* [Action item] Read the data and repeat it in full, exactly.

[Records from a data collection]
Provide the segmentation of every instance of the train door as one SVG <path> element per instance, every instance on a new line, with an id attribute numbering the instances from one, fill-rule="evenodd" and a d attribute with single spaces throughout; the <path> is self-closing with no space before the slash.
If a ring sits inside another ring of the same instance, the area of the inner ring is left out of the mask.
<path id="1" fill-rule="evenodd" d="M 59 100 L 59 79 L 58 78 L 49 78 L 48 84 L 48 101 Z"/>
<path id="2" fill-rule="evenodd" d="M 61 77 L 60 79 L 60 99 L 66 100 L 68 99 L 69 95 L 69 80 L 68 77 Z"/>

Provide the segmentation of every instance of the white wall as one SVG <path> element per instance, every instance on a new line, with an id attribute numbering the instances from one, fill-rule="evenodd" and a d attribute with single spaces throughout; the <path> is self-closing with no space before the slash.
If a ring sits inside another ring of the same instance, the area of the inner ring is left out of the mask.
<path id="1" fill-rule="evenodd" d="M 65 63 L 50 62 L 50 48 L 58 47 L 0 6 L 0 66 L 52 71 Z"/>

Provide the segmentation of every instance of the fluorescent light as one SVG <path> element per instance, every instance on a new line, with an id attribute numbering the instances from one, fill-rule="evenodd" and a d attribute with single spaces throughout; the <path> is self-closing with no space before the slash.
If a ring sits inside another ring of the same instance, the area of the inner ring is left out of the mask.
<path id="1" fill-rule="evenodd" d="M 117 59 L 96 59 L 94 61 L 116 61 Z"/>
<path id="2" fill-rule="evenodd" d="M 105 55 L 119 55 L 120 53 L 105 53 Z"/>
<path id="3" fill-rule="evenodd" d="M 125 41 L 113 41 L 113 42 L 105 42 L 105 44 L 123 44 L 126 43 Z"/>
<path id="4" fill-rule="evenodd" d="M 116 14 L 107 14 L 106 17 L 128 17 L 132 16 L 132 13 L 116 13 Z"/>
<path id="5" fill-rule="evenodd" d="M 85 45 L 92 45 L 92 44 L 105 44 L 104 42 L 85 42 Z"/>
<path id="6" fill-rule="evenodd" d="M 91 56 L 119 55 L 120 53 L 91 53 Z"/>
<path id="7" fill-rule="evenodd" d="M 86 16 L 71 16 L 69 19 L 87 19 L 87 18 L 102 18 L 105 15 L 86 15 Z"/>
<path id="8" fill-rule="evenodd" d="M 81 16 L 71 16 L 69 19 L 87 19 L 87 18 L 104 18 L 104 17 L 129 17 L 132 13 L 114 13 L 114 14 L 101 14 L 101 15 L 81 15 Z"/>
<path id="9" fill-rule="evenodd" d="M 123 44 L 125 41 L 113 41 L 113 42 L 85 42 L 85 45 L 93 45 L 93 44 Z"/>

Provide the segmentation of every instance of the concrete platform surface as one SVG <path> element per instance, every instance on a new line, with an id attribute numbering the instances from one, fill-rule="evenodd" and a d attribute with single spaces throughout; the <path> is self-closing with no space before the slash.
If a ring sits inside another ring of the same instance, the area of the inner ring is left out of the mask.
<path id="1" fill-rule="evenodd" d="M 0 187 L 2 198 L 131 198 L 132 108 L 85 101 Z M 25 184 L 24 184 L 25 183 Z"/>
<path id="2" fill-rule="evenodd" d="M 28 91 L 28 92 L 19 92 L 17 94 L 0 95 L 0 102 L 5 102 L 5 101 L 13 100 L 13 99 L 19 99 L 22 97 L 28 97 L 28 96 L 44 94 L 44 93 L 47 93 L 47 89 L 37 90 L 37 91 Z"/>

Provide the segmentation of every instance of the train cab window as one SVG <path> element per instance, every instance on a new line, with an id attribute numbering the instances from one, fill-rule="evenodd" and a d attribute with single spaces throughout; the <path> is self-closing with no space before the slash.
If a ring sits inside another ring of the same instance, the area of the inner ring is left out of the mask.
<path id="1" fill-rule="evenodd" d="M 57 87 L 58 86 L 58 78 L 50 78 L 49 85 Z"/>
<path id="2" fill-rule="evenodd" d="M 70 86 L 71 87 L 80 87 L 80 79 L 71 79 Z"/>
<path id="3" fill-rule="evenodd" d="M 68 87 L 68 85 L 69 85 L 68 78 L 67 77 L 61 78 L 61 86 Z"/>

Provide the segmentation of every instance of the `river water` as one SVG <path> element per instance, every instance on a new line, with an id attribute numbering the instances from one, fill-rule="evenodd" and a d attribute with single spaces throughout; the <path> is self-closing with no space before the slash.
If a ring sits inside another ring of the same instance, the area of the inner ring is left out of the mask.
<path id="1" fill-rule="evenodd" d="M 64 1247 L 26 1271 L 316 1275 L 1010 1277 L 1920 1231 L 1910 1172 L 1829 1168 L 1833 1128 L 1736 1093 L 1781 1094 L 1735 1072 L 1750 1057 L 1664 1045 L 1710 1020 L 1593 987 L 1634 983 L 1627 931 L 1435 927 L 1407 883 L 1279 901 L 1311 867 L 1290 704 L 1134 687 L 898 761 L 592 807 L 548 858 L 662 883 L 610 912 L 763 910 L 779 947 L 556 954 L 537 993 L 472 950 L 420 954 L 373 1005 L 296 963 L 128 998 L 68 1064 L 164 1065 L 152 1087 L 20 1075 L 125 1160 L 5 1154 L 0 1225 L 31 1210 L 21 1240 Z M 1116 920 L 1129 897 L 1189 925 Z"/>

* [Completed exercise]
Provide the segmentation of every instance of the train door as one SVG <path> element per instance, every instance on a new line, with an id attribute numbering the instances from one, fill-rule="evenodd" and a d attribute with single spaces throughout; the <path> is self-closing with no space before the slash.
If a ring sits inside another ring of the same instance, the area of the inner ring is left out of the mask.
<path id="1" fill-rule="evenodd" d="M 59 100 L 59 79 L 58 78 L 49 78 L 48 84 L 48 101 Z"/>
<path id="2" fill-rule="evenodd" d="M 61 77 L 60 79 L 60 99 L 66 100 L 68 99 L 69 95 L 69 80 L 68 77 Z"/>

Provide the segmentation of every instance of the white wall as one SVG <path> element per instance, every instance on a new line, with an id attribute numbering the instances from one, fill-rule="evenodd" and a d attribute with single spaces throughout; the <path> is self-closing with no space before the slash.
If a ring sits inside another ring of the same instance, the area of the inner ring is left out of the mask.
<path id="1" fill-rule="evenodd" d="M 65 63 L 50 62 L 50 48 L 58 47 L 0 6 L 0 66 L 52 71 Z"/>

Provide the segmentation of every instance of the fluorescent light as one SVG <path> element per instance, every instance on a new line, with an id attribute numbering the instances from one, fill-rule="evenodd" and a d attribute with single spaces throughout; the <path> is self-closing with no space before the slash.
If a ring sits inside another ring of the same instance, the area of the inner ring is left out of the mask.
<path id="1" fill-rule="evenodd" d="M 117 59 L 96 59 L 94 61 L 116 61 Z"/>
<path id="2" fill-rule="evenodd" d="M 105 55 L 119 55 L 120 53 L 105 53 Z"/>
<path id="3" fill-rule="evenodd" d="M 125 41 L 113 41 L 113 42 L 105 42 L 105 44 L 123 44 L 126 43 Z"/>
<path id="4" fill-rule="evenodd" d="M 116 14 L 107 14 L 106 17 L 128 17 L 132 16 L 132 13 L 116 13 Z"/>
<path id="5" fill-rule="evenodd" d="M 85 45 L 92 45 L 92 44 L 105 44 L 104 42 L 85 42 Z"/>
<path id="6" fill-rule="evenodd" d="M 91 56 L 119 55 L 120 53 L 91 53 Z"/>
<path id="7" fill-rule="evenodd" d="M 86 16 L 71 16 L 69 19 L 87 19 L 87 18 L 102 18 L 105 15 L 86 15 Z"/>
<path id="8" fill-rule="evenodd" d="M 81 16 L 71 16 L 69 19 L 87 19 L 87 18 L 104 18 L 104 17 L 129 17 L 132 13 L 114 13 L 114 14 L 101 14 L 101 15 L 81 15 Z"/>
<path id="9" fill-rule="evenodd" d="M 123 44 L 125 41 L 113 41 L 113 42 L 85 42 L 85 45 L 93 45 L 93 44 Z"/>

Provide the segmentation of every instance of the concrete platform surface as one SVG <path> element per instance, every instance on a new line, with an id attribute numbering the instances from one, fill-rule="evenodd" and a d attribute with single spaces throughout; the <path> is self-closing with no space before the slash.
If a ring sits inside another ring of the same instance, the area of the inner ring is left out of the mask.
<path id="1" fill-rule="evenodd" d="M 0 187 L 2 198 L 131 198 L 132 108 L 85 101 Z M 25 184 L 24 184 L 25 183 Z"/>
<path id="2" fill-rule="evenodd" d="M 28 91 L 28 92 L 19 92 L 17 94 L 0 95 L 0 102 L 5 102 L 5 101 L 13 100 L 13 99 L 19 99 L 22 97 L 28 97 L 28 96 L 44 94 L 44 93 L 47 93 L 47 89 L 37 90 L 37 91 Z"/>

Provide the segmentation of every instance of the train cab window as one SVG <path> element per instance, every instance on a new line, with an id attribute numbering the instances from one, fill-rule="evenodd" and a d attribute with single spaces throughout; the <path> is self-closing with no space before the slash.
If a ring sits inside another ring of the same instance, the area of the inner ring is left out of the mask.
<path id="1" fill-rule="evenodd" d="M 57 87 L 58 86 L 58 78 L 50 78 L 49 85 Z"/>
<path id="2" fill-rule="evenodd" d="M 70 86 L 71 87 L 80 87 L 80 79 L 71 79 Z"/>
<path id="3" fill-rule="evenodd" d="M 68 87 L 68 85 L 69 85 L 68 78 L 67 77 L 61 78 L 61 86 Z"/>

Provide the segmentation of every instance of the `river water` as one SVG <path> element per instance, every instance on a new line, with an id attribute numbering the instances from one, fill-rule="evenodd" and a d attribute with single spaces throughout; the <path> is self-closing with no space before the slash.
If a ring sits inside another ring of the same instance, the area of the inner ring is left out of the mask.
<path id="1" fill-rule="evenodd" d="M 64 1247 L 26 1271 L 316 1275 L 1010 1277 L 1920 1231 L 1910 1172 L 1829 1168 L 1833 1128 L 1736 1093 L 1781 1094 L 1735 1072 L 1750 1057 L 1664 1045 L 1710 1020 L 1593 987 L 1634 983 L 1627 931 L 1435 927 L 1407 883 L 1279 901 L 1311 867 L 1290 704 L 1134 687 L 898 761 L 592 807 L 548 858 L 662 883 L 610 912 L 763 910 L 779 947 L 556 954 L 537 993 L 472 950 L 420 954 L 373 1005 L 296 963 L 128 998 L 68 1064 L 164 1065 L 152 1087 L 20 1075 L 125 1160 L 5 1154 L 0 1225 L 31 1210 L 21 1240 Z M 1116 920 L 1129 897 L 1189 925 Z"/>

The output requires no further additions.